Goal: Rescale the entries from the line containing "The function MUST provide one marker per instance of the vine" through the end of the entries, both ends included. Reproduce only those lines, requests included, multiplying each x and y coordinate in the answer points by 0.6 and rounding to whole numbers with halves rounded up, while leaving the sample coordinates inside the requests unchanged.

Material provided:
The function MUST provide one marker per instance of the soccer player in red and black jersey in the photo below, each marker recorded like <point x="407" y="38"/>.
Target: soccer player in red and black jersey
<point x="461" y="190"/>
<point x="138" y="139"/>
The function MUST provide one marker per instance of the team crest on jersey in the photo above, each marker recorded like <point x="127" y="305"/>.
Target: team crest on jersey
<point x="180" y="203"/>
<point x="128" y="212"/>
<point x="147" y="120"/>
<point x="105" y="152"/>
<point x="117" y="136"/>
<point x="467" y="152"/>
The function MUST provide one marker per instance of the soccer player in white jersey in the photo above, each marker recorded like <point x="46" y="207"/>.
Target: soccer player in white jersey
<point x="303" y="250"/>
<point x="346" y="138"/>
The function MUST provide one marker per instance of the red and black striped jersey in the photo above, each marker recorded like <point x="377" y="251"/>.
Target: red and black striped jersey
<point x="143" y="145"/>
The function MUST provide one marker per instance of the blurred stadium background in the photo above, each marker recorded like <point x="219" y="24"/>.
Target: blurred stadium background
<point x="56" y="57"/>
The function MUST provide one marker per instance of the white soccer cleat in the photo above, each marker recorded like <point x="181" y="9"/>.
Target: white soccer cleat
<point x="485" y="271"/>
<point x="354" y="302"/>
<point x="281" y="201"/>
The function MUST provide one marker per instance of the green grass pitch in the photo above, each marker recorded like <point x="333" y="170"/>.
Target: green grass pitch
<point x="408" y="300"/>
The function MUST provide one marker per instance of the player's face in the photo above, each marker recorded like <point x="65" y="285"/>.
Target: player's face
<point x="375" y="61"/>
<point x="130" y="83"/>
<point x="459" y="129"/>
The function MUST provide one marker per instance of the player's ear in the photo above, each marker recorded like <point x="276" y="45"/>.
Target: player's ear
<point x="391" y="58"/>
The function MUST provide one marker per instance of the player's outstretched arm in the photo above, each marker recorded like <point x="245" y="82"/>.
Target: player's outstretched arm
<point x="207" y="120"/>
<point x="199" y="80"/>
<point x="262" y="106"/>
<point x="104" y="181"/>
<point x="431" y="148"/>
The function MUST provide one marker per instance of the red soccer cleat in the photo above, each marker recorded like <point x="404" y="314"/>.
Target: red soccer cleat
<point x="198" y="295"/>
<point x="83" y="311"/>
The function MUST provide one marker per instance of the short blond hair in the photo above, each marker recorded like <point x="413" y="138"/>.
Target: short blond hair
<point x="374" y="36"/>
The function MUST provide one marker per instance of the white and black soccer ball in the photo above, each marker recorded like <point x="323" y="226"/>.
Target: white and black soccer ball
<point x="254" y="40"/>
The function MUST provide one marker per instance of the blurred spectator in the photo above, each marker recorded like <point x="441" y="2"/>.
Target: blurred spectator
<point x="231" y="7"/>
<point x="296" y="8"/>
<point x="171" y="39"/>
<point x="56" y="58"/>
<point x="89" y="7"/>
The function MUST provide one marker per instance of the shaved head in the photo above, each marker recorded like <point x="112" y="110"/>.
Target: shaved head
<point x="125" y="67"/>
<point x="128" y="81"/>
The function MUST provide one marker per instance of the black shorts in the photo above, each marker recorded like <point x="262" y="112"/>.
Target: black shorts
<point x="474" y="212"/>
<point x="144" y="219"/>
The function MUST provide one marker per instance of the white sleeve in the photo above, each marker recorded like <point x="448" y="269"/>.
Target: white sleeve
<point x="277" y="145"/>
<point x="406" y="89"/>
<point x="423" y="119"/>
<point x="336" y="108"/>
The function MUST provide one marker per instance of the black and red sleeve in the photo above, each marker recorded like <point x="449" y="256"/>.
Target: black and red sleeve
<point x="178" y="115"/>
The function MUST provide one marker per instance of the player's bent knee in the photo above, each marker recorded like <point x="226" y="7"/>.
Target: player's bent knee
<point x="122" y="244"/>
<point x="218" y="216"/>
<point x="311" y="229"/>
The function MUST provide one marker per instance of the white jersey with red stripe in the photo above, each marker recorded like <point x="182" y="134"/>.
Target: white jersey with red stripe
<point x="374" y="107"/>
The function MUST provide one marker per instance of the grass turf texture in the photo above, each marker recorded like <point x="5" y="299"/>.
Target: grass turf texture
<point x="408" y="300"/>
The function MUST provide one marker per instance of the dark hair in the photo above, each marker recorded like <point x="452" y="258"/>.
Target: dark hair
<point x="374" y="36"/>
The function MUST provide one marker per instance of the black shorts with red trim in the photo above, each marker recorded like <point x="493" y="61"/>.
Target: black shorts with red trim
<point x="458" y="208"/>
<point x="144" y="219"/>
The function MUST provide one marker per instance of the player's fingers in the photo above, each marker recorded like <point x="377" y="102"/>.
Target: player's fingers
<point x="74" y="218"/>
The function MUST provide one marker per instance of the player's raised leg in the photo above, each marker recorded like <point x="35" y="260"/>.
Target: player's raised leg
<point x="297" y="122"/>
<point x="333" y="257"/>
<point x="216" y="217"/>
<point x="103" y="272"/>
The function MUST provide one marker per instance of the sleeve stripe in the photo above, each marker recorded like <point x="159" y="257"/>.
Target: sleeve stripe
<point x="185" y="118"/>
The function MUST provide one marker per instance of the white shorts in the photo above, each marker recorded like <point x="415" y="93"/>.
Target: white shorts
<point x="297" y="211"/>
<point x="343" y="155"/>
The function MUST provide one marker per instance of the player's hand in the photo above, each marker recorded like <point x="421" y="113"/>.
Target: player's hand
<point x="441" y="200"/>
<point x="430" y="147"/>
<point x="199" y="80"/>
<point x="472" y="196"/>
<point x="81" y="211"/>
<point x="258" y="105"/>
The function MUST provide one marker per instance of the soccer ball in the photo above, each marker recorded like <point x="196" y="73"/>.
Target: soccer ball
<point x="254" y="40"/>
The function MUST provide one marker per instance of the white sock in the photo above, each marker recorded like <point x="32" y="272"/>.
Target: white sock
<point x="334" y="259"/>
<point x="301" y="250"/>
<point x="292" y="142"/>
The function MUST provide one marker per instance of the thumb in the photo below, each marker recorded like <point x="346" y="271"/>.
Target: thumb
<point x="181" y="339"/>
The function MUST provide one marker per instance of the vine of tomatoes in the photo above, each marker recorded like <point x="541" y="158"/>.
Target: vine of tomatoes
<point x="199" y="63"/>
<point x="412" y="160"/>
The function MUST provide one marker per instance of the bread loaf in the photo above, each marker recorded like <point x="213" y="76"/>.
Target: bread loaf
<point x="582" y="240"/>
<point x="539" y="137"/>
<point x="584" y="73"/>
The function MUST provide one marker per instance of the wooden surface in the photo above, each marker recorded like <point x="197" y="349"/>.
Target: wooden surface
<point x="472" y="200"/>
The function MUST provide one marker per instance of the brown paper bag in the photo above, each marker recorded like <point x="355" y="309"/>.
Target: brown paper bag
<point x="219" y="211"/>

Worked solution:
The function MUST provide one marker per instance of the vine of tomatoes in the photo above, each marker recorded like <point x="541" y="158"/>.
Target: vine of tomatoes
<point x="119" y="38"/>
<point x="247" y="96"/>
The function MUST provide one marker per instance of the bread loaf in the photo above, each marker recorded like <point x="213" y="76"/>.
Target: bread loaf
<point x="349" y="144"/>
<point x="323" y="82"/>
<point x="350" y="44"/>
The function MUST provide one marker per instance of the wooden surface in the photo above, each marker recorded like <point x="197" y="349"/>.
Target: wooden surface
<point x="283" y="120"/>
The function MUST provide one marker per instance of the brown paper bag in the photo above, each marker recorded like <point x="355" y="309"/>.
Target: brown paper bag
<point x="131" y="127"/>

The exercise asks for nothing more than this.